Problem – Wherever a picture appears, leave it out; set down everything else in the records exactly.

Exercise data –
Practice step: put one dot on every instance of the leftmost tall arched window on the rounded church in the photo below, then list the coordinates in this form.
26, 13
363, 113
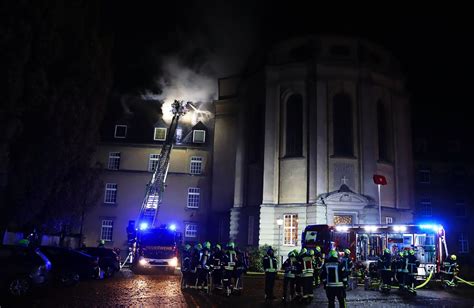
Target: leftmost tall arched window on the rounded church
294, 126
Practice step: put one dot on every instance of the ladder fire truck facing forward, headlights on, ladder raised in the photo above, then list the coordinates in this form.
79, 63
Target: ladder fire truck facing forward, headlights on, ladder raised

Response to this task –
Practice step: put one dot on every instance of the leftmost tall arched window on the rounded church in the photo below, then list the coordinates in this form.
26, 13
363, 113
Target: leftmost tall arched window on the rounded church
294, 126
Practice step: put one dot on every instance of the ladder fire truck facing forward, headlights on, ladder raised in the photo above, then list the coordinates in this form.
79, 63
Target: ladder fire truck facing forward, headlights on, ladder raised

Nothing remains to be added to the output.